> _Aim_: Collect every line of the data below that contains the word "bowl", copying each such line in full.

++++ Records for processing

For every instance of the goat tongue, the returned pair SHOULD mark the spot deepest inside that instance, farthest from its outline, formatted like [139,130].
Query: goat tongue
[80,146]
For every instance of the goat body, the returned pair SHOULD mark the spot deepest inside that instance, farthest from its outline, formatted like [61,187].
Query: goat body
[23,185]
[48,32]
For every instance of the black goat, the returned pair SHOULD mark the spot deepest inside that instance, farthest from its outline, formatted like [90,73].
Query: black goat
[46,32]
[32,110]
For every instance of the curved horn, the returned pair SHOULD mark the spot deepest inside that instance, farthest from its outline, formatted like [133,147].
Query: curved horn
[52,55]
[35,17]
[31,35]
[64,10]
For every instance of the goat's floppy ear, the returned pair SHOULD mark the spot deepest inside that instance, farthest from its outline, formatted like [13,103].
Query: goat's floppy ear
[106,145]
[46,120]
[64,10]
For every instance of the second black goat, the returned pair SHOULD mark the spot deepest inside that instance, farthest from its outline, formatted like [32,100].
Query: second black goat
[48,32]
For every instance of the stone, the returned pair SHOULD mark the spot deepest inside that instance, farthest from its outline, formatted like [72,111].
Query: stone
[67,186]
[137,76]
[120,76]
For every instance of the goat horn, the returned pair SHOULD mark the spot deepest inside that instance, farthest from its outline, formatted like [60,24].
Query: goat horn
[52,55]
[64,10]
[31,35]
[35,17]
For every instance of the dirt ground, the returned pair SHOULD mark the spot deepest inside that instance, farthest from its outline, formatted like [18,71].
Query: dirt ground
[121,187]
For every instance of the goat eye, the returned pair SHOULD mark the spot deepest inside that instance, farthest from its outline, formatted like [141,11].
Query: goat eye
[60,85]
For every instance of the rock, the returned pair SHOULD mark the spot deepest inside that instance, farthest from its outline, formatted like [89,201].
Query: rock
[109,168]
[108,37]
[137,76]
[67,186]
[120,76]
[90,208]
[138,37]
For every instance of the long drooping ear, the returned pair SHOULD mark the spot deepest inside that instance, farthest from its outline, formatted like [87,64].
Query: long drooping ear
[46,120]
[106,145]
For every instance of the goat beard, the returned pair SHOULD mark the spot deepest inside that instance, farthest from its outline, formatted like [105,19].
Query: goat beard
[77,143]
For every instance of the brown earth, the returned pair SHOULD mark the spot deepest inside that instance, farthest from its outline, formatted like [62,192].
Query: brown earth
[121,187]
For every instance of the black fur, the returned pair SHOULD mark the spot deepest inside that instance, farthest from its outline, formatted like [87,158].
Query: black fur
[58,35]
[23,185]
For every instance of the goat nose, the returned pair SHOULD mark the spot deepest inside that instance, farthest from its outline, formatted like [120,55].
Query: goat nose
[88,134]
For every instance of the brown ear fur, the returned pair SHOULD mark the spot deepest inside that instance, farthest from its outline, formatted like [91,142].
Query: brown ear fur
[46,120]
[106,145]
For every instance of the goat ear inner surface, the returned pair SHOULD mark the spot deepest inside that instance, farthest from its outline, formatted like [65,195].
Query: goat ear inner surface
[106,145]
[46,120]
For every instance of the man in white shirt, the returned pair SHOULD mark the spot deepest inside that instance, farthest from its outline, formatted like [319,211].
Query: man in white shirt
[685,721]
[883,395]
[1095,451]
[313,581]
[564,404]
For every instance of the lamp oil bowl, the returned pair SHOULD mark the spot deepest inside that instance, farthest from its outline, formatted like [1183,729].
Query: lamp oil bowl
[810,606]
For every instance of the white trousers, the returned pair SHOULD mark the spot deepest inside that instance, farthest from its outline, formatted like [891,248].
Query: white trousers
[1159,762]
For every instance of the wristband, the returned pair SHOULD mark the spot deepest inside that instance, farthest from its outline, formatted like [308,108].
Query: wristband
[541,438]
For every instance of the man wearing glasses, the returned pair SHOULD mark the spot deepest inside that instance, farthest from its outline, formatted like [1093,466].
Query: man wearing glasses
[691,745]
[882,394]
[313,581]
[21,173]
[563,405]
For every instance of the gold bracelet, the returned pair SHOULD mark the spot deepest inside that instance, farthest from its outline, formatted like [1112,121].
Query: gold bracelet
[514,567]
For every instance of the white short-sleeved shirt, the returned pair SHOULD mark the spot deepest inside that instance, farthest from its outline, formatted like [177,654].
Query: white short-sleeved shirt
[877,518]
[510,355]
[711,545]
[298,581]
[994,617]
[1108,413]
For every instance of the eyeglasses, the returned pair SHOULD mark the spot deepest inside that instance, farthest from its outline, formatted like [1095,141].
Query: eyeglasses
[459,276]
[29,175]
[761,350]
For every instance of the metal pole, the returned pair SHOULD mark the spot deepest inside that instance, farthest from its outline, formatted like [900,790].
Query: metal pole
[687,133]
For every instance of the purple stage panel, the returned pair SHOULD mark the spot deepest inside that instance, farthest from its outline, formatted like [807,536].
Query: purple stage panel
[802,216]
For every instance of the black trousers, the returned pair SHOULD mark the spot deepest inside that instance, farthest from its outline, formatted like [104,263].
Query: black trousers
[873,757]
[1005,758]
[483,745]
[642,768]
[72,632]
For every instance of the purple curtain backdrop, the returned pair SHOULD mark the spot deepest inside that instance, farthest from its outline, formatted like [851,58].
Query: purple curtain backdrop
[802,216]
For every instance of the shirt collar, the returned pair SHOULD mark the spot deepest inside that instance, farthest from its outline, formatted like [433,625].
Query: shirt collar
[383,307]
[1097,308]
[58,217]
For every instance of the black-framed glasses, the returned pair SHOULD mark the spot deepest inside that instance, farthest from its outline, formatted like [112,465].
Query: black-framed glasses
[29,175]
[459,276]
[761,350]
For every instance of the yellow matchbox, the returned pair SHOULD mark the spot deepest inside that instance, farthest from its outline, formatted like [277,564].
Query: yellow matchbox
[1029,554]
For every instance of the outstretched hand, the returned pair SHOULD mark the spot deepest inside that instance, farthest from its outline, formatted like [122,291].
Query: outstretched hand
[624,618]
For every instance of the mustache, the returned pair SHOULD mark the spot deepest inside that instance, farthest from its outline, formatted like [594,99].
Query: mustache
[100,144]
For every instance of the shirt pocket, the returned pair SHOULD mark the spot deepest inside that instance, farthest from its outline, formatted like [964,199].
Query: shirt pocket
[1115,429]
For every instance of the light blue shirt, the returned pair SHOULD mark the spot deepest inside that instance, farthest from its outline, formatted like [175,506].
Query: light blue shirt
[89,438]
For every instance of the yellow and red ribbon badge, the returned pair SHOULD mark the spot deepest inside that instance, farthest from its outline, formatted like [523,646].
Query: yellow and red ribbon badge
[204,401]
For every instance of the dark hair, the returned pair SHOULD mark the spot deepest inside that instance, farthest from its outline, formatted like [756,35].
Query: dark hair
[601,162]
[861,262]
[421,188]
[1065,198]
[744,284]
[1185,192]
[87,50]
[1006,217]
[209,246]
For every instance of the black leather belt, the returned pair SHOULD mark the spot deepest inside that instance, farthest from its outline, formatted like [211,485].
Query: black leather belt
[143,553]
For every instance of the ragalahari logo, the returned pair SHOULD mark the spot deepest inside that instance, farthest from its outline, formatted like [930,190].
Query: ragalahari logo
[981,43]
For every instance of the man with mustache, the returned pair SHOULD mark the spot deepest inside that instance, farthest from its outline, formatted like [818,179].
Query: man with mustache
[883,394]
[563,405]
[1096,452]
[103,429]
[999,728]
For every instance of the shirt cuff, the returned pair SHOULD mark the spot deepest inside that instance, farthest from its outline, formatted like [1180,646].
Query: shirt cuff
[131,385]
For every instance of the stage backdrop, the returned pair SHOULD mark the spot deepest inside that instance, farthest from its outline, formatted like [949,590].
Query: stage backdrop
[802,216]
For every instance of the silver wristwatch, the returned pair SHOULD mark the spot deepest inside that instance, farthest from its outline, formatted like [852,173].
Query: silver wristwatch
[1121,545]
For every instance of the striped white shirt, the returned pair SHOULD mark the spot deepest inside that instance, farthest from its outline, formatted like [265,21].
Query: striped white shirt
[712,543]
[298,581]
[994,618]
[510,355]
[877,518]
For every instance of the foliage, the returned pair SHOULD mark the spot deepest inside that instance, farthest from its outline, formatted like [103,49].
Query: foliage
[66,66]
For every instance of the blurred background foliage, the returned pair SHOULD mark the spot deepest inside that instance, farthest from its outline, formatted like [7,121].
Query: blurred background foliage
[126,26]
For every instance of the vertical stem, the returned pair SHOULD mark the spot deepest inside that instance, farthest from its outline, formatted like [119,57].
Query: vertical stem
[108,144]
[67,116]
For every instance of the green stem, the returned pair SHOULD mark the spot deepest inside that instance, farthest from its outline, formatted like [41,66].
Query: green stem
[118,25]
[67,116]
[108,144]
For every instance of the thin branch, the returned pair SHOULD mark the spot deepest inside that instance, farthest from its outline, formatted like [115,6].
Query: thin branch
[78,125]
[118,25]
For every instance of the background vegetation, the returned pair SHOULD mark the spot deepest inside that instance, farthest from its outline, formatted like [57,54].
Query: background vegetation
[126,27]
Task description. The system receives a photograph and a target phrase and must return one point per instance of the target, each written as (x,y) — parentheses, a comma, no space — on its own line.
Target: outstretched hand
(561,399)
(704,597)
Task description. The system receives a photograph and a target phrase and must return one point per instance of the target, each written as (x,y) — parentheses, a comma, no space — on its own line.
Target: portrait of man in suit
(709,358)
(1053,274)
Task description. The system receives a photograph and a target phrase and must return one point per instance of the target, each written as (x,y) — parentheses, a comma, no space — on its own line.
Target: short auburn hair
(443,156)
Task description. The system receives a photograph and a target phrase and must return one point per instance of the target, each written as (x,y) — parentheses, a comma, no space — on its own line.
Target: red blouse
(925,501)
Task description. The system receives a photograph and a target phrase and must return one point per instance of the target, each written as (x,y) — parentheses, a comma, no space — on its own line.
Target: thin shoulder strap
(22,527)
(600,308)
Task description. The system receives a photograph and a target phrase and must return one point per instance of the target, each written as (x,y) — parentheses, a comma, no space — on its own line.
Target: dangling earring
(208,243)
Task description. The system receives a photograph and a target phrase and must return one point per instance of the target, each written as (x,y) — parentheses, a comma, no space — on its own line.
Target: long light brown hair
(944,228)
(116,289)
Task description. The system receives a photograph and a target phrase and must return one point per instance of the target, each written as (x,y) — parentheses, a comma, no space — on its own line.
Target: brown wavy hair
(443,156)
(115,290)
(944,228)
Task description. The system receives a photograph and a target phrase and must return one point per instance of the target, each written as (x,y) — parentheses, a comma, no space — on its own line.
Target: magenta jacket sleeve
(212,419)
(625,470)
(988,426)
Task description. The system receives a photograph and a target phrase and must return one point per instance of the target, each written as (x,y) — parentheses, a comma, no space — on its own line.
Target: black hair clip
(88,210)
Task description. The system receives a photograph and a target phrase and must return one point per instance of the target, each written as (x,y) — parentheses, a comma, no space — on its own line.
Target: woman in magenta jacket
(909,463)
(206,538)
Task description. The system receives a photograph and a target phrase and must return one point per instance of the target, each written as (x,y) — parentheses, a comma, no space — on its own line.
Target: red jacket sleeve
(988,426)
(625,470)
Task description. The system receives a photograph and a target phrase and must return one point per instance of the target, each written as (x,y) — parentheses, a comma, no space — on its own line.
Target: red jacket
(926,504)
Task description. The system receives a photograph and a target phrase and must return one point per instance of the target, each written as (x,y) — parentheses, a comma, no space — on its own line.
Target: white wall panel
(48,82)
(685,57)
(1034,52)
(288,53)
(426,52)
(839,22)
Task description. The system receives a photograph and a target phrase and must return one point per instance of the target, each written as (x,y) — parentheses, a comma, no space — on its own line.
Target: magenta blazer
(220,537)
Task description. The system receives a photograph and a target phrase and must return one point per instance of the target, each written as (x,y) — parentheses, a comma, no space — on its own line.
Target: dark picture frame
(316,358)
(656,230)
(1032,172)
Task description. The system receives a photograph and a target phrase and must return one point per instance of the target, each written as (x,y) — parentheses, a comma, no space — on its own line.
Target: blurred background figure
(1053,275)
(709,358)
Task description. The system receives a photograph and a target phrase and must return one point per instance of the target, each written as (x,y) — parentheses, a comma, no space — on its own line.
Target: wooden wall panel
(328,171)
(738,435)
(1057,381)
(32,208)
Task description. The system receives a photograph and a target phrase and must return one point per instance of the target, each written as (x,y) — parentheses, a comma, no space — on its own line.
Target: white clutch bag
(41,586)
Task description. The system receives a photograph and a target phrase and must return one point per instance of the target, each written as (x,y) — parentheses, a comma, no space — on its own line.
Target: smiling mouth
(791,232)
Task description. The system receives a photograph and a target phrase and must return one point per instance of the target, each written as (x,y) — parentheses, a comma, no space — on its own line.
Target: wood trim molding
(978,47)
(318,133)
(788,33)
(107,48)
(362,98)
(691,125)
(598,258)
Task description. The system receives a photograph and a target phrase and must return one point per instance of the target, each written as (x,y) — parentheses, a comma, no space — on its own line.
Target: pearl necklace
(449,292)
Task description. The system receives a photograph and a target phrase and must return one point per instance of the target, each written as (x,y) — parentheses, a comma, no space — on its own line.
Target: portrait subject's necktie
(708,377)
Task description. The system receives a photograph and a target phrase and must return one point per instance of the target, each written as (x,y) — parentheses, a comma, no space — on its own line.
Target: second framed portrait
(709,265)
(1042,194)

++++++++

> _Output for this exercise_:
For every instance of the lamp oil bowl, the returned pair SHOULD mark the spot deepest inside that instance, farthest from its outline, formatted like [1183,729].
Query: lamp oil bowl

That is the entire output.